[Excerpts of location labeling data]
□ □ □ □ □

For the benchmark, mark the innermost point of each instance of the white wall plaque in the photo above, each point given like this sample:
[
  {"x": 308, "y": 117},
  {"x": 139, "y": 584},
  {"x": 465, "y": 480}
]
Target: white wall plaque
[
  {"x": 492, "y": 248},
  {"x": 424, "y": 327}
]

□ □ □ □ □

What to do ▸ Put every line of the rows above into a Markdown table with the columns "Number" and "Line". Leave out blank lines.

Correct answer ▸
| Number | Line |
|---|---|
| 1 | For the benchmark, mark the innermost point of each instance of the white wall plaque in the photo above, each point given like this sample: |
| 2 | [ |
| 3 |   {"x": 308, "y": 117}, |
| 4 |   {"x": 139, "y": 584}, |
| 5 |   {"x": 465, "y": 480} |
| 6 | ] |
| 7 | Target: white wall plaque |
| 8 | [ |
| 9 |   {"x": 492, "y": 248}, |
| 10 |   {"x": 424, "y": 327} |
| 11 | ] |